# ACTIVITY
Only one stretch of the data is wanted: the line containing "Query: bell tower", the line containing "Where can the gothic window", and every line between them, copied exactly.

Image-grounded pointing data
=== Section Start ===

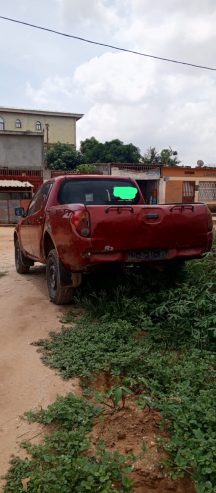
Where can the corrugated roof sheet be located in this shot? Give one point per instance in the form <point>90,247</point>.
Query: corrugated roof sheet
<point>15,184</point>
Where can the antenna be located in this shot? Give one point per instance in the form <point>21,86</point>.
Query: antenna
<point>200,163</point>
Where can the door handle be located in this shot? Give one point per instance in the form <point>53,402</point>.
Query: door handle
<point>152,216</point>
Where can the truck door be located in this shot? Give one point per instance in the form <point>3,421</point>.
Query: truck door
<point>32,227</point>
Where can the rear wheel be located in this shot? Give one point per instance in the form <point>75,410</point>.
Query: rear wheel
<point>21,261</point>
<point>57,277</point>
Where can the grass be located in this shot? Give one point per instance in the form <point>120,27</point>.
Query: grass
<point>158,336</point>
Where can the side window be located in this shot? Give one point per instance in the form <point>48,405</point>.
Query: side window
<point>1,123</point>
<point>39,199</point>
<point>38,125</point>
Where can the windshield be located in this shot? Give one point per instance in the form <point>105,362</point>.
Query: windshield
<point>98,192</point>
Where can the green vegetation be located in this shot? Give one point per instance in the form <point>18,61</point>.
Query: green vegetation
<point>157,335</point>
<point>62,157</point>
<point>167,157</point>
<point>114,151</point>
<point>65,463</point>
<point>86,169</point>
<point>2,274</point>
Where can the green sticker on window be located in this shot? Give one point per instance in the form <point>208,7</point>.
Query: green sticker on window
<point>125,193</point>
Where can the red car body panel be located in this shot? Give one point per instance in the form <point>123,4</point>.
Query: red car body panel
<point>118,233</point>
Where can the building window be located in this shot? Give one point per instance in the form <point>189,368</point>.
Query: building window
<point>18,123</point>
<point>1,123</point>
<point>38,126</point>
<point>207,191</point>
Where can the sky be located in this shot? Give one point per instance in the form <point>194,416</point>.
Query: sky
<point>135,99</point>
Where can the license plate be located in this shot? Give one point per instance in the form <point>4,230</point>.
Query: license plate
<point>142,255</point>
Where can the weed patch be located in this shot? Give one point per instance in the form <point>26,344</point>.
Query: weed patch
<point>156,334</point>
<point>64,462</point>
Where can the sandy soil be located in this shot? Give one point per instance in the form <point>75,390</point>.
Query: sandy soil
<point>26,315</point>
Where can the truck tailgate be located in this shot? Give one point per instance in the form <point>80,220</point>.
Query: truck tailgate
<point>138,227</point>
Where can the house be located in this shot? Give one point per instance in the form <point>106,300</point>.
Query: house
<point>170,184</point>
<point>24,137</point>
<point>187,184</point>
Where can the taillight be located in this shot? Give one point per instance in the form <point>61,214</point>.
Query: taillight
<point>210,222</point>
<point>81,222</point>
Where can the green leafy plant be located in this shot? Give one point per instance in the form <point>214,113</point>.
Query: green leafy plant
<point>116,395</point>
<point>64,462</point>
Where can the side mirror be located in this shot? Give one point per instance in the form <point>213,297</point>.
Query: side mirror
<point>20,211</point>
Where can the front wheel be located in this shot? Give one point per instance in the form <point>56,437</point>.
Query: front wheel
<point>56,274</point>
<point>21,266</point>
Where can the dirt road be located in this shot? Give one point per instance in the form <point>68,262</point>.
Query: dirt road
<point>26,315</point>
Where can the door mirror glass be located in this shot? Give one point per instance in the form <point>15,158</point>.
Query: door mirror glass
<point>20,211</point>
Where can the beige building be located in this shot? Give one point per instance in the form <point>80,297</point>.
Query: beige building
<point>52,125</point>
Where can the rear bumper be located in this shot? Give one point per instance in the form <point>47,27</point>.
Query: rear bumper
<point>96,259</point>
<point>122,257</point>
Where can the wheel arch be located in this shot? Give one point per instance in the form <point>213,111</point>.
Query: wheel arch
<point>48,244</point>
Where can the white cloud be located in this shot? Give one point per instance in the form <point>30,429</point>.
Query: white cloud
<point>51,92</point>
<point>135,102</point>
<point>136,99</point>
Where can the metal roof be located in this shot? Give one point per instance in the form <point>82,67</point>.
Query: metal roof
<point>15,184</point>
<point>77,116</point>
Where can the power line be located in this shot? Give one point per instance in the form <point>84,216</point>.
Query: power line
<point>90,41</point>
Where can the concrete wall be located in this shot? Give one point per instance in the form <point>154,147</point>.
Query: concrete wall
<point>62,129</point>
<point>21,151</point>
<point>173,191</point>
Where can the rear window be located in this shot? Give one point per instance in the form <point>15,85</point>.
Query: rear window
<point>98,192</point>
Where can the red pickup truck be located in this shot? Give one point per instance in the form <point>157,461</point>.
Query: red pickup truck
<point>76,223</point>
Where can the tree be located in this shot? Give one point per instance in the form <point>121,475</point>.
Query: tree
<point>86,169</point>
<point>167,157</point>
<point>114,151</point>
<point>63,157</point>
<point>151,156</point>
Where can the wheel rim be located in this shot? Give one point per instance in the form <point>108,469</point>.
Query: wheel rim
<point>17,255</point>
<point>53,276</point>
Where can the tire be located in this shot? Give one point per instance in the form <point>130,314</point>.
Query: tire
<point>22,267</point>
<point>57,276</point>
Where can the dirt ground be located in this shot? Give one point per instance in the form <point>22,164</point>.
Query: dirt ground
<point>26,315</point>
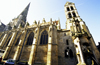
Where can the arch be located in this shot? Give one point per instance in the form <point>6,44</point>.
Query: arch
<point>44,37</point>
<point>17,41</point>
<point>8,42</point>
<point>74,15</point>
<point>72,8</point>
<point>66,53</point>
<point>68,9</point>
<point>71,53</point>
<point>30,39</point>
<point>69,15</point>
<point>1,37</point>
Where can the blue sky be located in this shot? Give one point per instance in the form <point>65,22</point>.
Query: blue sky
<point>88,10</point>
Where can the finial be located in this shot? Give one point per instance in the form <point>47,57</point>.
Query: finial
<point>43,20</point>
<point>27,24</point>
<point>19,26</point>
<point>34,22</point>
<point>39,22</point>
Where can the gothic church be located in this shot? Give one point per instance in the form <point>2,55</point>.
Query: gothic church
<point>46,43</point>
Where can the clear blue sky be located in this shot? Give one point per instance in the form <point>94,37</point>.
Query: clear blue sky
<point>89,11</point>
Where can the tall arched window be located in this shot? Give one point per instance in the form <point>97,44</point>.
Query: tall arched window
<point>71,53</point>
<point>66,53</point>
<point>44,37</point>
<point>72,8</point>
<point>69,15</point>
<point>17,40</point>
<point>74,15</point>
<point>30,39</point>
<point>8,42</point>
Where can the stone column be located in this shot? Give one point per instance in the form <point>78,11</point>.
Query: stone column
<point>79,52</point>
<point>3,40</point>
<point>33,49</point>
<point>17,53</point>
<point>9,46</point>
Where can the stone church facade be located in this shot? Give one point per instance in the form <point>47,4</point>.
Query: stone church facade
<point>47,44</point>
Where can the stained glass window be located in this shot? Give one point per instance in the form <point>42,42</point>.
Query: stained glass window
<point>30,39</point>
<point>44,37</point>
<point>8,42</point>
<point>17,41</point>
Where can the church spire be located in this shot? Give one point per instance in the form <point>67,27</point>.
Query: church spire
<point>24,13</point>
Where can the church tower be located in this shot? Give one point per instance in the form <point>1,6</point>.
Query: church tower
<point>82,38</point>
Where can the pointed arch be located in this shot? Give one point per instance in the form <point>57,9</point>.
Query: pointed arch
<point>69,15</point>
<point>72,8</point>
<point>30,39</point>
<point>71,53</point>
<point>68,9</point>
<point>44,37</point>
<point>8,42</point>
<point>74,15</point>
<point>17,41</point>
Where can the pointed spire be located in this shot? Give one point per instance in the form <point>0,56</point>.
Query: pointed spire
<point>24,13</point>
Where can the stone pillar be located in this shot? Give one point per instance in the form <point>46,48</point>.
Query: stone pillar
<point>17,53</point>
<point>5,55</point>
<point>79,52</point>
<point>95,50</point>
<point>33,49</point>
<point>49,54</point>
<point>3,40</point>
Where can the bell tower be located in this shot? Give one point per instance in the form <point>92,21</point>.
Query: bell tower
<point>81,36</point>
<point>70,12</point>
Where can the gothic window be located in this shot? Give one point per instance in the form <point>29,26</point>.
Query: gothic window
<point>8,42</point>
<point>72,8</point>
<point>71,53</point>
<point>69,15</point>
<point>74,15</point>
<point>64,34</point>
<point>30,39</point>
<point>17,40</point>
<point>67,43</point>
<point>66,53</point>
<point>68,9</point>
<point>44,37</point>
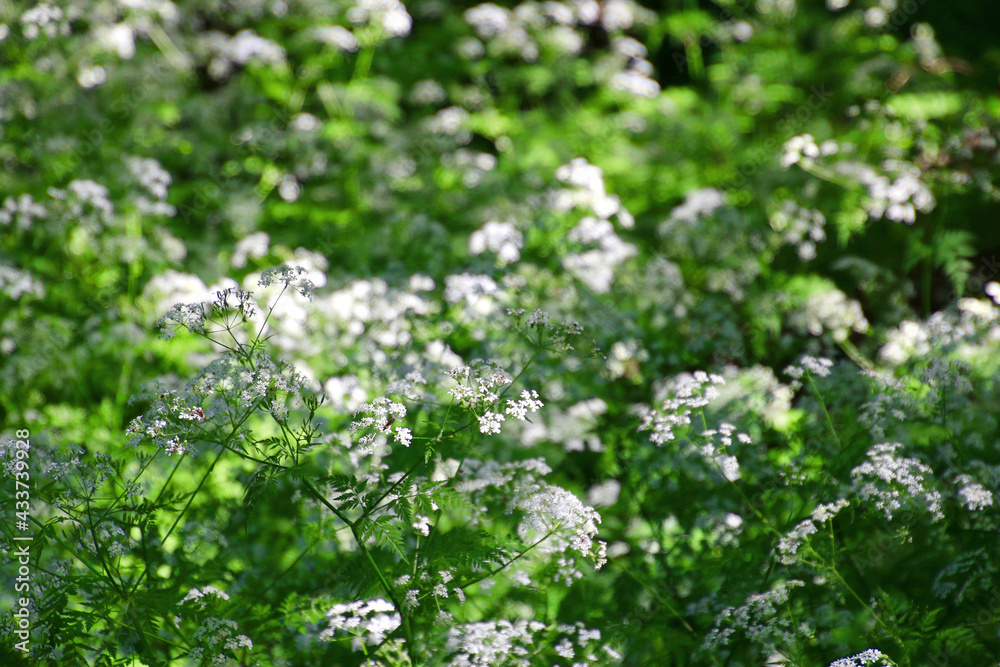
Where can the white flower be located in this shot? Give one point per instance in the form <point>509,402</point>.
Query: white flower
<point>490,422</point>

=== Section End ===

# WRITTEN RESPONSE
Query: bell tower
<point>81,36</point>
<point>70,12</point>
Where can the gothic window be located in this shot? Give one point per instance in the form <point>29,26</point>.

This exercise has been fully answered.